*Provided text*
——

Page MenuHomePhabricator

Rabbitmq, neutron-openvswitch-agent, and network outages
Closed, InvalidPublic

Description

Just now I did some routine-ish rabbitmq maintenance (rebooting hosts in turn) and that caused the neutron-openvswitch-agents to crash.

That's a neutron bug, as those agents should fail over between non-working and working rabbitmq backends; and also they should just wait even if they can't reach one.

But, anyway, when those workers crashed, the cloud-vps VMs on associated cloudvirts fell off the internet.

Up until today I believed that openstack services were only involved in changing state and not in maintaining active workloads. Is that untrue of neutron-openvswitch-agent? Is it an active router which touches every packet? If so, we will need to change several of our maintenance practices.

——

*Material supplied*
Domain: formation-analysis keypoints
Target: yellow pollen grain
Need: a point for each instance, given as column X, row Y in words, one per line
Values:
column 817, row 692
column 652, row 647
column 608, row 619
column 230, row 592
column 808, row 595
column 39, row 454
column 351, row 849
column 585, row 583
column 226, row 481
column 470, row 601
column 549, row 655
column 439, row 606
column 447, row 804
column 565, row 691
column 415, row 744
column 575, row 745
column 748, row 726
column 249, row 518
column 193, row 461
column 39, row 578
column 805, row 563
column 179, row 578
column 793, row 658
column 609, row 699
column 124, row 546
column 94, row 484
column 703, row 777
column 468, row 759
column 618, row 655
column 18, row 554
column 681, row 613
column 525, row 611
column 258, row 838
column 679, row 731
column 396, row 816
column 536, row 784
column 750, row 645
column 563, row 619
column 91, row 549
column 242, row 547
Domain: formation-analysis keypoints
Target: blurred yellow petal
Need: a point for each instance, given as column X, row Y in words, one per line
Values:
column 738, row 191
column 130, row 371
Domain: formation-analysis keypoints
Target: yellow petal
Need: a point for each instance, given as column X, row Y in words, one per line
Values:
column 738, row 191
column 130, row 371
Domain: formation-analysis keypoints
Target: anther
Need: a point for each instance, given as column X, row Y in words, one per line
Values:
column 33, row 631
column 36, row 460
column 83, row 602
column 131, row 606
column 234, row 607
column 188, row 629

——

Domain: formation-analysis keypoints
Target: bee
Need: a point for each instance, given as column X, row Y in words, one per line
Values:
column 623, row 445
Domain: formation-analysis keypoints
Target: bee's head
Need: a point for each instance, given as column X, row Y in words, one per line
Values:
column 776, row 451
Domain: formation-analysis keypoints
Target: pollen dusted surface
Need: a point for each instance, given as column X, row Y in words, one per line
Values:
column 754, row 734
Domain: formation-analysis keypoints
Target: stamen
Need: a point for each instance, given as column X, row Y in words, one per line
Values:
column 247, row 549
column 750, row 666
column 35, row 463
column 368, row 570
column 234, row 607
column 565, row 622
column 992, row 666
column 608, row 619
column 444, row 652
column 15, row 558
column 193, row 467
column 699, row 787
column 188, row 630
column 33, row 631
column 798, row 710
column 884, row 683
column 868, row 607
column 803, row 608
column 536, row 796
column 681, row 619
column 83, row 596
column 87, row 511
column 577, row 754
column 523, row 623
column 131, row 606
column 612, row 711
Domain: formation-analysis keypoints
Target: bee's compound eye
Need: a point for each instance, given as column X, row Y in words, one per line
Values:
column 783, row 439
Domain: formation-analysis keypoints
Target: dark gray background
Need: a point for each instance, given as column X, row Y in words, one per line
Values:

——

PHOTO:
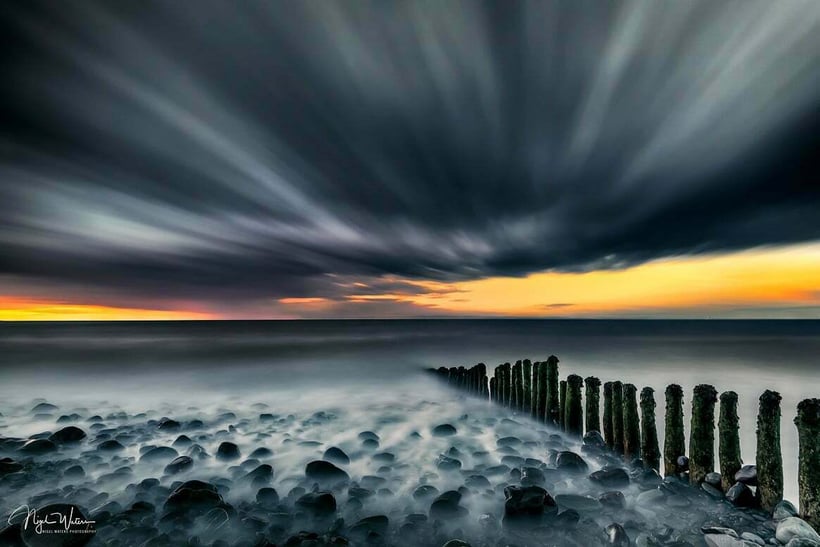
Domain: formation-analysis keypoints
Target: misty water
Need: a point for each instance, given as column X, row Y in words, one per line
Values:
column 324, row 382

——

*Written request A*
Reproduce the part of the rabbitmq outage thread starting at "Description" and ending at "our maintenance practices.", word for word.
*Written request B*
Locate every line in the rows that contains the string "pollen" and copy each of those lines out. Case counts.

*Task solution A*
Description

Just now I did some routine-ish rabbitmq maintenance (rebooting hosts in turn) and that caused the neutron-openvswitch-agents to crash.

That's a neutron bug, as those agents should fail over between non-working and working rabbitmq backends; and also they should just wait even if they can't reach one.

But, anyway, when those workers crashed, the cloud-vps VMs on associated cloudvirts fell off the internet.

Up until today I believed that openstack services were only involved in changing state and not in maintaining active workloads. Is that untrue of neutron-openvswitch-agent? Is it an active router which touches every packet? If so, we will need to change several of our maintenance practices.

*Task solution B*
Target: yellow pollen grain
Target: pollen dusted surface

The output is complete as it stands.